#### Task
There is one span to output from the data below: the lines starting at the line with "query (the noun phrase to segment): tree foliage" and ending at the line with "the tree foliage". Output it exactly, ends included, nothing more.

Start of Material for the task

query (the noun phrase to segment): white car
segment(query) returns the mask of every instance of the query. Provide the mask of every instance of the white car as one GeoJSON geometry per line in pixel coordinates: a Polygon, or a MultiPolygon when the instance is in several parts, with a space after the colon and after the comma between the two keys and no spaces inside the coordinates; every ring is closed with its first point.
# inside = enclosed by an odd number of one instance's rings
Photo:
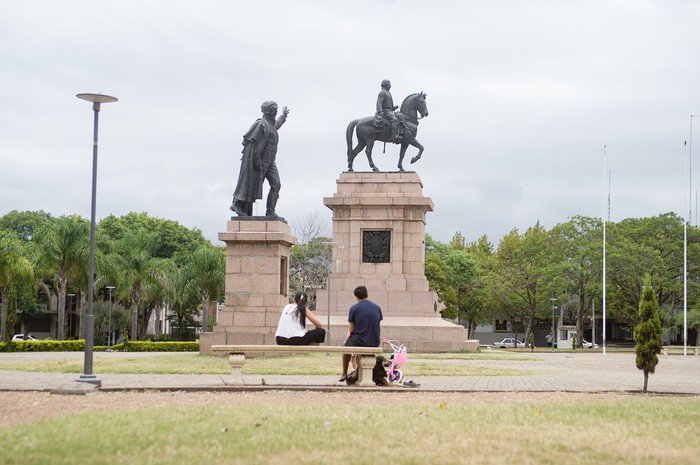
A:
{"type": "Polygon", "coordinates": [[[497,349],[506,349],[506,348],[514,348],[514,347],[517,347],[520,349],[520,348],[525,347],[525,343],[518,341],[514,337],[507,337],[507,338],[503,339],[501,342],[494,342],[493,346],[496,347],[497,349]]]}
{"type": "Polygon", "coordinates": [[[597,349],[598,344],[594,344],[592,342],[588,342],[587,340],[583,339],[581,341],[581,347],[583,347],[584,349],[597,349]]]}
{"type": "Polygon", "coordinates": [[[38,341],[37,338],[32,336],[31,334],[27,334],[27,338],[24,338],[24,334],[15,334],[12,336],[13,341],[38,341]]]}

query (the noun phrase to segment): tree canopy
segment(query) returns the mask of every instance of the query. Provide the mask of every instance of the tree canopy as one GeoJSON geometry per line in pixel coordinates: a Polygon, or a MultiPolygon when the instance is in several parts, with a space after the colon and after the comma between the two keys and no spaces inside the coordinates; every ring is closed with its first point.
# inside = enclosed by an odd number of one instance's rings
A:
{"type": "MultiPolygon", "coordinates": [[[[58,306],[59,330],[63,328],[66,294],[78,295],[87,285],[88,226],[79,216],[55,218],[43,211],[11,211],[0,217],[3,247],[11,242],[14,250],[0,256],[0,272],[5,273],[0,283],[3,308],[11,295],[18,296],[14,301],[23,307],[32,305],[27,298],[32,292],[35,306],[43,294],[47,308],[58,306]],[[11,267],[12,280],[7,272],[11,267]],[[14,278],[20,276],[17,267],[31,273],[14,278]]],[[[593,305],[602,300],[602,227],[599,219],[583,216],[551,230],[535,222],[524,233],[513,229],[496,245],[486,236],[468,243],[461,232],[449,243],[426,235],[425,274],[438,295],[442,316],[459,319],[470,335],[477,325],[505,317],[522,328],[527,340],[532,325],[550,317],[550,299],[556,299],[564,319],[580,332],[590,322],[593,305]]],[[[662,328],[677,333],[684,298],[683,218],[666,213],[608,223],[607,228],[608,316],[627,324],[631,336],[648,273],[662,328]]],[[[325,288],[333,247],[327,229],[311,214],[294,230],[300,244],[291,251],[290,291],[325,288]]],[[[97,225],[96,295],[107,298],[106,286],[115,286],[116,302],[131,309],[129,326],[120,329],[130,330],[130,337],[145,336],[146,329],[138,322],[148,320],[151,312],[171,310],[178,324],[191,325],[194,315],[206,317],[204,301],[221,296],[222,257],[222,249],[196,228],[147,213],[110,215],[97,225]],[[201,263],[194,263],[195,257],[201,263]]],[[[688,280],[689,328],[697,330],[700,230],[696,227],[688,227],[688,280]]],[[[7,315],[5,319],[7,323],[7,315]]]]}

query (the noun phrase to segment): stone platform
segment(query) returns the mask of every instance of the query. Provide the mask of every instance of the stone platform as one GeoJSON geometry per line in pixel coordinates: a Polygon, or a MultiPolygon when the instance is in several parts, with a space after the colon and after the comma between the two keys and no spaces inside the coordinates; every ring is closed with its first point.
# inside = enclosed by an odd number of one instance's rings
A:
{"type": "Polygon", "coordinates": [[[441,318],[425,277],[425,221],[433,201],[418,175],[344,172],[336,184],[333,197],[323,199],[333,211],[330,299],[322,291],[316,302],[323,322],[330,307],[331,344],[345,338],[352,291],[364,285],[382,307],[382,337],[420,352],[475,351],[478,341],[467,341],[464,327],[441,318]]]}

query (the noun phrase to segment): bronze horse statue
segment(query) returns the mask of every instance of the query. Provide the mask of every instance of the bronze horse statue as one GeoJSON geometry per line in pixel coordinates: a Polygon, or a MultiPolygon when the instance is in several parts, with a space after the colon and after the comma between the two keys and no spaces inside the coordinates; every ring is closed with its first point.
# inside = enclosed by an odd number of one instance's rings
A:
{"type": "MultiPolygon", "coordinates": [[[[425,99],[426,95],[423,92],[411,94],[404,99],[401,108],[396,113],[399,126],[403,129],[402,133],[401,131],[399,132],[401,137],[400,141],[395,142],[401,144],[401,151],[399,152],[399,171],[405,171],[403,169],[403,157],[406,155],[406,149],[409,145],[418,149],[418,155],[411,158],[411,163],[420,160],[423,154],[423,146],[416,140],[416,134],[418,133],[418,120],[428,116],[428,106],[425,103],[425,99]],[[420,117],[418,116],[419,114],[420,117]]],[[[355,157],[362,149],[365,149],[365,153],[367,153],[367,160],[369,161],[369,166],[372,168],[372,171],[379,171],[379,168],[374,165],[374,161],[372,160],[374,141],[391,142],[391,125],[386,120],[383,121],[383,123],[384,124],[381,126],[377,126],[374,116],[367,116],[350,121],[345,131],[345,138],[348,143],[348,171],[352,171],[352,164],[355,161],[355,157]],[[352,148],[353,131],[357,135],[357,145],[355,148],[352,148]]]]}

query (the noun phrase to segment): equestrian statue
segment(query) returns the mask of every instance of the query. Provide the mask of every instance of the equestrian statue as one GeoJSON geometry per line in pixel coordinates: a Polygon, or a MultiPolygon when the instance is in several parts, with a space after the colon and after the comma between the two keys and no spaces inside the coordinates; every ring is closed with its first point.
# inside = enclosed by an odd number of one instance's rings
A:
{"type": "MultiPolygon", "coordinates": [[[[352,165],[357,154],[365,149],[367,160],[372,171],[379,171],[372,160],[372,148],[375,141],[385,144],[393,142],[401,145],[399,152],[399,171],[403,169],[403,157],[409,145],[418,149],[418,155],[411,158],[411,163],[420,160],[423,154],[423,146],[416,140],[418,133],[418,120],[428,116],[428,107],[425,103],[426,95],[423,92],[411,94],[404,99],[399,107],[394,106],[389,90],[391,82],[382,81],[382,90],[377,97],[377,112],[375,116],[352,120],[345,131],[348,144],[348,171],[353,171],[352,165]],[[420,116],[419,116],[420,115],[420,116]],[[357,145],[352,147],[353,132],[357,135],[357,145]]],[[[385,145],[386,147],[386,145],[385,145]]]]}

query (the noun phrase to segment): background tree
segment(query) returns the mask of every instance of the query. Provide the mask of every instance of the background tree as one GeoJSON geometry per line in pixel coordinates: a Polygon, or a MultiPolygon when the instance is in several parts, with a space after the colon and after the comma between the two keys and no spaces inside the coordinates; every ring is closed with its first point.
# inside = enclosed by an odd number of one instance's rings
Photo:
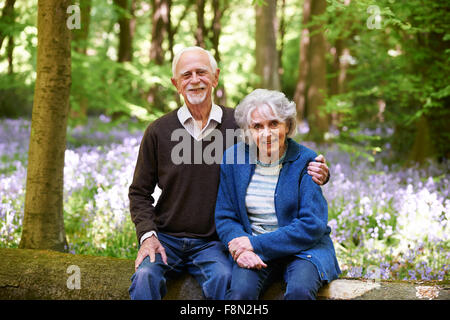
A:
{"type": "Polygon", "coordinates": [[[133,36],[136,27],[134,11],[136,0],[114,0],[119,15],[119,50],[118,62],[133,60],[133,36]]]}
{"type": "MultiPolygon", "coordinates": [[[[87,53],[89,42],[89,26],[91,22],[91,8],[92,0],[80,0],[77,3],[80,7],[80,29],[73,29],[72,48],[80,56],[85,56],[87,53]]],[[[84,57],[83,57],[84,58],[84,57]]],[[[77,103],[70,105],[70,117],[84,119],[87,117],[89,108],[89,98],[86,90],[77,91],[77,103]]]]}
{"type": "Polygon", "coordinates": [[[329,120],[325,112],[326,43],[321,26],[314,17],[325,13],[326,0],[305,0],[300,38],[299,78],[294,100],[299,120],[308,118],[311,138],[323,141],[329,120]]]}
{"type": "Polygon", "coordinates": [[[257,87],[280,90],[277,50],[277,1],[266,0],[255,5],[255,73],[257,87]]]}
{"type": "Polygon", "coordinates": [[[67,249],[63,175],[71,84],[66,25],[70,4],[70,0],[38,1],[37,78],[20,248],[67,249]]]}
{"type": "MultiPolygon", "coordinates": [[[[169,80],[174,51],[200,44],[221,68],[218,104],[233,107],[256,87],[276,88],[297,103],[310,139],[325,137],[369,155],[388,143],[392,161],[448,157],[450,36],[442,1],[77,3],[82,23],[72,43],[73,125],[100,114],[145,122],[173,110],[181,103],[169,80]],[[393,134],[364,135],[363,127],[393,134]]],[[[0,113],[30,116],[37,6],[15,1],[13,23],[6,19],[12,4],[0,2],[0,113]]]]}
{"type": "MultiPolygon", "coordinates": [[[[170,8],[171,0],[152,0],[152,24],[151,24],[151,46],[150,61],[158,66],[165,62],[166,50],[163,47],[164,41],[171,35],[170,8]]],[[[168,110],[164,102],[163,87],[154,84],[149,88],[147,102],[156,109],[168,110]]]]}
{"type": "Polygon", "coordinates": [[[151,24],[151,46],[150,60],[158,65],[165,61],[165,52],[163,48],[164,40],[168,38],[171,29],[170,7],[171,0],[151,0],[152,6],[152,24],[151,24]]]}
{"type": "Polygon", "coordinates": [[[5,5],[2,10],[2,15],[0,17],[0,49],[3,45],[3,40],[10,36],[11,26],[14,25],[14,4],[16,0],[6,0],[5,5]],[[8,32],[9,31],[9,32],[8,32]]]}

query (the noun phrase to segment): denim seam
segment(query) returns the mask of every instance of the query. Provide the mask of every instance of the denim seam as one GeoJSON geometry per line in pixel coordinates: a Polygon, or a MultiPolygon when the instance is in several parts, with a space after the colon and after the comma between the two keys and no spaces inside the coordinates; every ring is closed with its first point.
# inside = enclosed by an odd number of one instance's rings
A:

End of Material for the task
Start of Material for the task

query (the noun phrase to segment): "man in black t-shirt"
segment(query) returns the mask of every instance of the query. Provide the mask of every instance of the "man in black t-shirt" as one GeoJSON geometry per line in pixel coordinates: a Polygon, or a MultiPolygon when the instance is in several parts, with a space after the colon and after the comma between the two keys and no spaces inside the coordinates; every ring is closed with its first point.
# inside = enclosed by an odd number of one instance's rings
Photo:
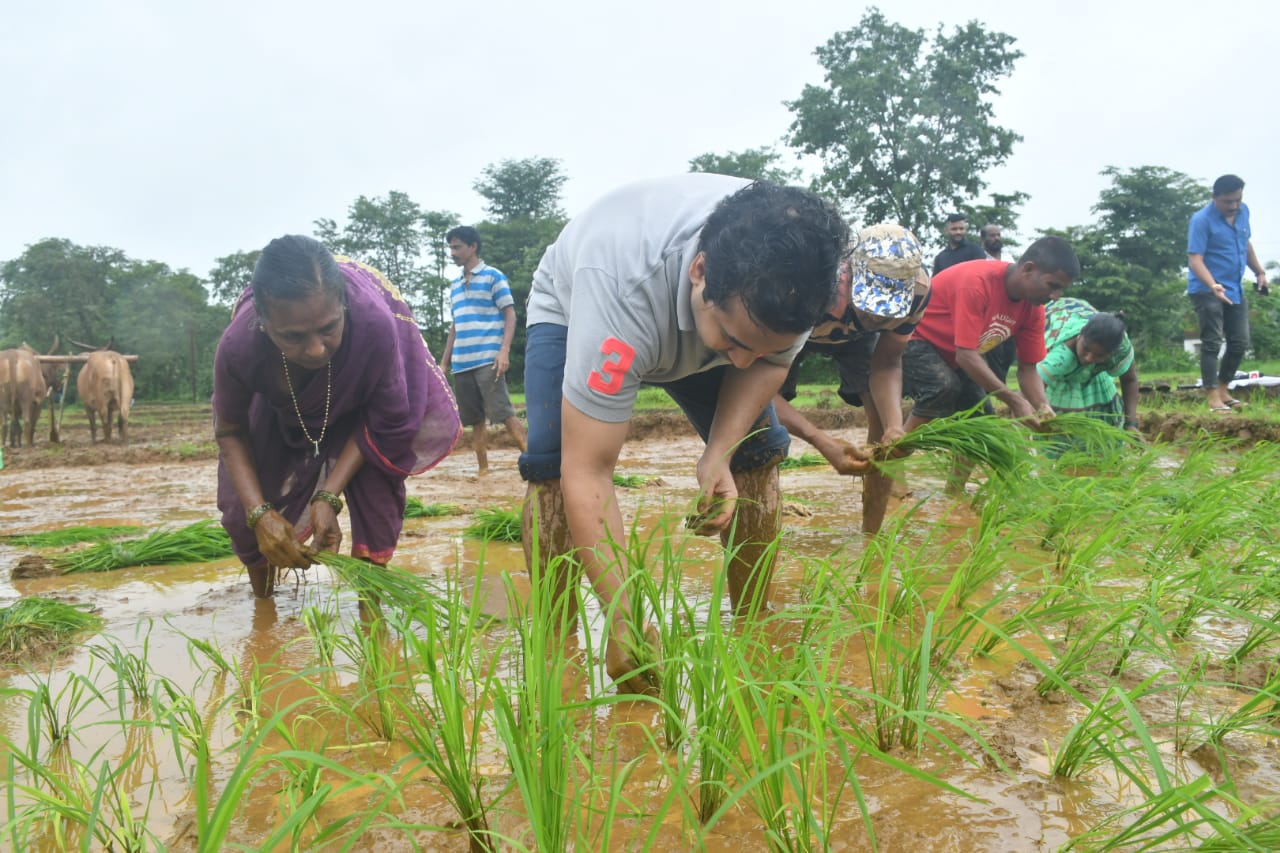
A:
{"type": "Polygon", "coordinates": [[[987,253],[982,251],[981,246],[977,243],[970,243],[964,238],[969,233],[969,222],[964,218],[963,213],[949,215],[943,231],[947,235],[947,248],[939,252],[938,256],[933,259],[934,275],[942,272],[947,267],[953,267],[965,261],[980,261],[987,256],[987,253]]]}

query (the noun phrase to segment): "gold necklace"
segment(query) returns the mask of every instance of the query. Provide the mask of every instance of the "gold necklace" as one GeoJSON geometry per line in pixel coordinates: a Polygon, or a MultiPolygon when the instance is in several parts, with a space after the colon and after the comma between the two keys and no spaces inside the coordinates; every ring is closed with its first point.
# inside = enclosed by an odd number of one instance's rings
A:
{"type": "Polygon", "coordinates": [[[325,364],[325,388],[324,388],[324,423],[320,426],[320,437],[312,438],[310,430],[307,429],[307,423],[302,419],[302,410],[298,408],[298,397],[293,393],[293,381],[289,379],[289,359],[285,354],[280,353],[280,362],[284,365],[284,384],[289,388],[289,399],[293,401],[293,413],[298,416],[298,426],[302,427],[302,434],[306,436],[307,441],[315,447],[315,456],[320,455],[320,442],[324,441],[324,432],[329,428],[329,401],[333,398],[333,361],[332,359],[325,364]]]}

End of Material for the task
Start of Material for the task

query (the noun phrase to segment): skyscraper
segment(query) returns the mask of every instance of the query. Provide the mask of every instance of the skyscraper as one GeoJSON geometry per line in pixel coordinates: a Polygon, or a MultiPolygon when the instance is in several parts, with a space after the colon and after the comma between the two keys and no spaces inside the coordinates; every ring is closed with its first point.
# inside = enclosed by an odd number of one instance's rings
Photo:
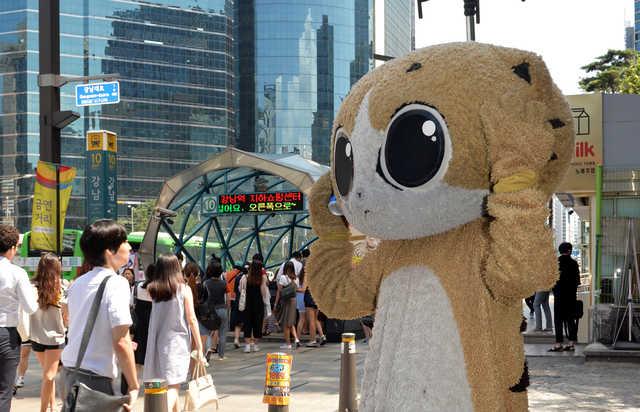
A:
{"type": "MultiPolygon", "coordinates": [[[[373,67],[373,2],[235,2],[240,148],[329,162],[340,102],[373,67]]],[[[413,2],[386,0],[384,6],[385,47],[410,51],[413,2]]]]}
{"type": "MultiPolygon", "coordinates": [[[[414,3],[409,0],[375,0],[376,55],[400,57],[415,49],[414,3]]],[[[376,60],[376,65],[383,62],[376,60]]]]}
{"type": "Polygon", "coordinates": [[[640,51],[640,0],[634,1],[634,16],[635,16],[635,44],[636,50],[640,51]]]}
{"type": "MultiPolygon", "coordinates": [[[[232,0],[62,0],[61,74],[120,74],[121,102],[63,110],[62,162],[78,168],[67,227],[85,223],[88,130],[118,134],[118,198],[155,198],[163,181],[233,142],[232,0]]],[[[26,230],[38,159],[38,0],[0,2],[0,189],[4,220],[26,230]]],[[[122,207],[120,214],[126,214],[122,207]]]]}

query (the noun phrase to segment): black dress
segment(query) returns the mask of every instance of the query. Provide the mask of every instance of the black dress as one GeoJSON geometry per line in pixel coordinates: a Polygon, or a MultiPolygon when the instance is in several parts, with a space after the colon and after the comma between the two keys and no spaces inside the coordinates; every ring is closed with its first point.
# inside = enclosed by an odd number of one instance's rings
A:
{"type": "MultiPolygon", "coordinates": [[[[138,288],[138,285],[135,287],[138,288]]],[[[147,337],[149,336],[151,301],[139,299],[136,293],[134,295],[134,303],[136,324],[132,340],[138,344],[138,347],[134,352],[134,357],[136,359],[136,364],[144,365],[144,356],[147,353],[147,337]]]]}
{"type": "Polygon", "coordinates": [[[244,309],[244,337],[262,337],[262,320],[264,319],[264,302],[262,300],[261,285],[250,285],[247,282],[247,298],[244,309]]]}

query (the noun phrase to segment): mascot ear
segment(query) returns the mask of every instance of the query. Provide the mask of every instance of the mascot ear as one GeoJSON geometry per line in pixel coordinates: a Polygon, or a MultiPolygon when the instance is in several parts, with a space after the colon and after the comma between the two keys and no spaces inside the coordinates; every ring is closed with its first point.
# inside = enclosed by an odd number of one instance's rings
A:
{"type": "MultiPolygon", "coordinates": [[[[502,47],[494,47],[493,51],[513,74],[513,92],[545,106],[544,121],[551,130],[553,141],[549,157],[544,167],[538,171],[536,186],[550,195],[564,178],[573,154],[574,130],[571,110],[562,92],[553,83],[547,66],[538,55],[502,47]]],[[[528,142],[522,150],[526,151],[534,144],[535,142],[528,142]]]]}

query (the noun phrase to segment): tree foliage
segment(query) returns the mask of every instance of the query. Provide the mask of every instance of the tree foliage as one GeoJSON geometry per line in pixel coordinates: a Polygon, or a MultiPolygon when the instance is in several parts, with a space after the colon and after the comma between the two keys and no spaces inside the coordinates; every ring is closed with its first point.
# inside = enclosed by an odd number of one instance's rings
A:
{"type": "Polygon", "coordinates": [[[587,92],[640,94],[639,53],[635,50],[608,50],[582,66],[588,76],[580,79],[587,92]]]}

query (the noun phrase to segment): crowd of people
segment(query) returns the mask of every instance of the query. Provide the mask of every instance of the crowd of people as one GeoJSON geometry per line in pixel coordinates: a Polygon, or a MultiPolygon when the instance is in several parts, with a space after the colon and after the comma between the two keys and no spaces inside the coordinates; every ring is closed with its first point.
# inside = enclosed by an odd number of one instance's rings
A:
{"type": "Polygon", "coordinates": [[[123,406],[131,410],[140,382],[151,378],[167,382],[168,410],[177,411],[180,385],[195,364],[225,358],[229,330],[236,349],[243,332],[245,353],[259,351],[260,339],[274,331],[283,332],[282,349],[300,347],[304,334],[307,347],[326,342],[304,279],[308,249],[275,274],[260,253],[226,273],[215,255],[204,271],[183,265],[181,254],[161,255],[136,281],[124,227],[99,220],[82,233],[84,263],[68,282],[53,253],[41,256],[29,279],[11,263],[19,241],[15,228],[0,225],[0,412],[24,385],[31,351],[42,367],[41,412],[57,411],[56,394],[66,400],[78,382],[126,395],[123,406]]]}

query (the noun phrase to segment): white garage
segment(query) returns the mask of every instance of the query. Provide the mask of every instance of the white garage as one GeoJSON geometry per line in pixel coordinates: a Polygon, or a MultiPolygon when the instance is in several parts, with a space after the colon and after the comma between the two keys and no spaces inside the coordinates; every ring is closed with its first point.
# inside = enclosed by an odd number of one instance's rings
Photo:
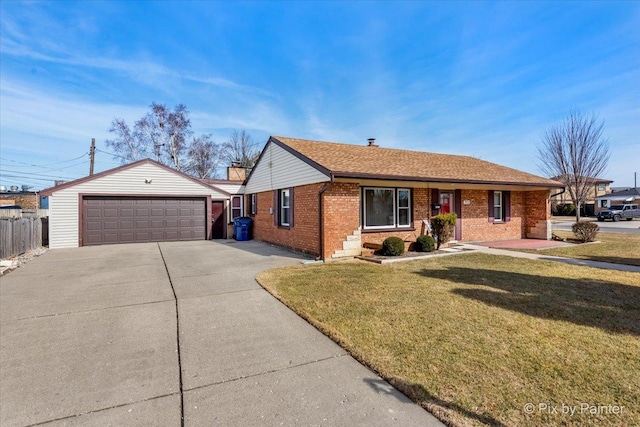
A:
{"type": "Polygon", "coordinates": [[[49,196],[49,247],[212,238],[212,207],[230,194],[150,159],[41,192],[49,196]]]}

End of Material for the task

#### Reply
query (the noun phrase to segment): tree foliage
segment(query) returns the mask of every instance of the query. Provide the mask of every instance of the tree foliage as one GeoJSON geometry per line in pixel coordinates: a Polygon, or a MultiPolygon when the instance is in several parts, with a space after the colon and after the comma between the two keys and no spaces inside the coordinates; every ring is closed with its first point.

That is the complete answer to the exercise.